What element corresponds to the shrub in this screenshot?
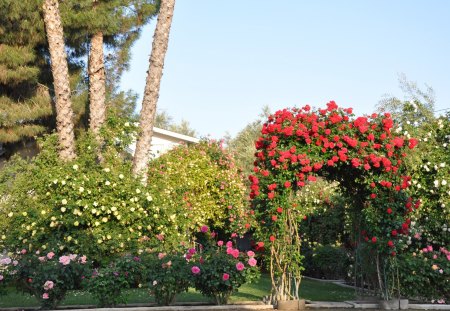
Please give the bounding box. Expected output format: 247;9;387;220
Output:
3;250;89;309
305;245;350;279
83;256;146;307
398;245;450;301
0;136;167;262
148;141;253;242
190;229;259;305
146;253;192;306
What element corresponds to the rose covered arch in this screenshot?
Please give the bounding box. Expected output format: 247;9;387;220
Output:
249;101;420;300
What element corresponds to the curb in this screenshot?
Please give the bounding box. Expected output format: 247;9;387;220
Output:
0;301;450;311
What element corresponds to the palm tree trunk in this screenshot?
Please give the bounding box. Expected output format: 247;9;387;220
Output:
133;0;175;183
89;32;106;144
42;0;76;161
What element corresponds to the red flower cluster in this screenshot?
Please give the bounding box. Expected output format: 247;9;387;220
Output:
249;101;420;256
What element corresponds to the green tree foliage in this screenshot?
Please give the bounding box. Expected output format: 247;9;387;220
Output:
148;141;253;237
225;106;270;176
0;0;159;154
0;124;169;261
155;111;197;137
0;0;52;144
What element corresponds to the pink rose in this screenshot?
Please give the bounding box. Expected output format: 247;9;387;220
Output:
191;266;200;274
158;253;166;259
200;226;209;233
236;262;245;271
59;256;70;266
44;281;55;290
231;248;239;258
248;257;257;267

• **PROMPT**: Convert all the records above into a Markdown table with two columns, Row and Line, giving each line its own numbered row and omitting blank lines. Leave the pictures out of the table.

• **EXERCISE RESPONSE**:
| Row | Line |
|---|---|
| 1 | What element corresponds to the shrub in this screenshot? |
| 2 | Please give the bounding box. Expected output format: 247;9;387;220 |
| 3 | Output: |
| 4 | 3;250;89;309 |
| 5 | 305;245;350;279 |
| 6 | 83;256;146;307 |
| 7 | 398;245;450;301 |
| 8 | 0;136;167;262 |
| 9 | 148;141;253;242 |
| 10 | 190;229;259;305 |
| 11 | 146;253;192;306 |
| 12 | What element corresponds to the rose covered arch in this screenshot? |
| 13 | Please give the bounding box. Expected output format: 247;9;387;220 |
| 14 | Output: |
| 15 | 249;101;420;300 |
| 16 | What element corresponds to the curb in this screenshot? |
| 17 | Please give the bounding box. Expected output format: 247;9;387;220 |
| 18 | Output: |
| 19 | 0;301;450;311 |
| 20 | What element corresponds to the palm tree trunk in this screenshot? |
| 21 | Please give the bounding box. Expected output format: 247;9;387;220 |
| 22 | Output: |
| 23 | 133;0;175;183 |
| 24 | 89;32;106;144 |
| 25 | 42;0;76;161 |
| 26 | What element corresponds to the red flower cluster in this screenshot? |
| 27 | Please give the bounding box. Expected output format: 247;9;387;220 |
| 28 | Output: |
| 29 | 249;101;420;256 |
| 30 | What element corresponds to the green tree foliage in this screenshot? |
| 31 | Please give the bounding box. Expected output format: 247;9;387;220 |
| 32 | Output: |
| 33 | 148;141;253;237 |
| 34 | 225;106;270;176 |
| 35 | 0;0;159;154 |
| 36 | 0;124;169;261 |
| 37 | 155;111;197;137 |
| 38 | 0;0;52;144 |
| 39 | What element corresponds to the pink rose in this screenshot? |
| 40 | Please give the bounding box. Expected output format: 247;9;387;220 |
| 41 | Output: |
| 42 | 191;266;200;274 |
| 43 | 158;253;166;259 |
| 44 | 200;226;209;233 |
| 45 | 236;262;245;271 |
| 46 | 59;256;70;266 |
| 47 | 44;281;55;290 |
| 48 | 231;248;239;258 |
| 49 | 248;257;257;267 |